## Exercise prompt
Set down the whole listing verbatim.

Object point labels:

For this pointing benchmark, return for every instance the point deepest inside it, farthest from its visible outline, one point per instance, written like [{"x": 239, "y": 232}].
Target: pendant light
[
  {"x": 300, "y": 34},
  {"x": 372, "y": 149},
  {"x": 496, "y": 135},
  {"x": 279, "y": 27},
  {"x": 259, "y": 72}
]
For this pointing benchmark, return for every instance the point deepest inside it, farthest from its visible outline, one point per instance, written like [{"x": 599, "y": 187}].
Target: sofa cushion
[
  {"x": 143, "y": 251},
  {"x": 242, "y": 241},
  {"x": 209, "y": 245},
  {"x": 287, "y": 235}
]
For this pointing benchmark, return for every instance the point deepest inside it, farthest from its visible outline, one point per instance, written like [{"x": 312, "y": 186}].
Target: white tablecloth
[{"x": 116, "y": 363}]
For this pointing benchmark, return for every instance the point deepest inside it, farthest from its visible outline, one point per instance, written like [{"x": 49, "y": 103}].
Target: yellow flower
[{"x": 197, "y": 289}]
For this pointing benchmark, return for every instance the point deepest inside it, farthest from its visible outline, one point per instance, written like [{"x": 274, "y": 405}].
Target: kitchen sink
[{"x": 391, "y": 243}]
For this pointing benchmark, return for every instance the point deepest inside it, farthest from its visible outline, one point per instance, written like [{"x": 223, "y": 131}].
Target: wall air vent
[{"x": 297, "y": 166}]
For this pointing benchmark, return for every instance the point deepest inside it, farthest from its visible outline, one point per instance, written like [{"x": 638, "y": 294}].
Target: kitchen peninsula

## Task solution
For this pointing benchmark, return for every instance the point deepest inside it, farthest from its visible outline, one point per instance, written like [{"x": 239, "y": 232}].
Target: pendant light
[
  {"x": 300, "y": 34},
  {"x": 372, "y": 149},
  {"x": 496, "y": 135},
  {"x": 279, "y": 27},
  {"x": 259, "y": 72}
]
For this pointing benchmark, return for every instance the point deepest inside it, farthest from its visible outline, one point per instance, written like [{"x": 599, "y": 187}].
Target: sofa cushion
[
  {"x": 143, "y": 251},
  {"x": 242, "y": 241},
  {"x": 209, "y": 245},
  {"x": 287, "y": 235}
]
For this pointing benchmark, return for every instance the point deepest inside it, farthest from its visible outline, one point per instance, written like [{"x": 312, "y": 186}].
Target: white tablecloth
[{"x": 116, "y": 363}]
For this pointing benchmark, return for every instance the point deepest inside it, farthest from its visible outline, one point per instance, written like [{"x": 49, "y": 103}].
Target: yellow flower
[{"x": 197, "y": 289}]
For this pointing benchmark, return for every instance the point deepest inside it, farthest from its visible outline, one point per instance, written like [{"x": 274, "y": 405}].
Target: kitchen sink
[{"x": 391, "y": 243}]
For this pointing benchmark, return for every instance the point deepest inside it, farthest from its visible outline, one point per instance, written like [{"x": 223, "y": 131}].
Target: wall air vent
[{"x": 297, "y": 166}]
For this pointing benchmark, return for every instance the point deepest inside it, farthest from its visible outline, one point per instance, written like [{"x": 638, "y": 294}].
Target: kitchen peninsula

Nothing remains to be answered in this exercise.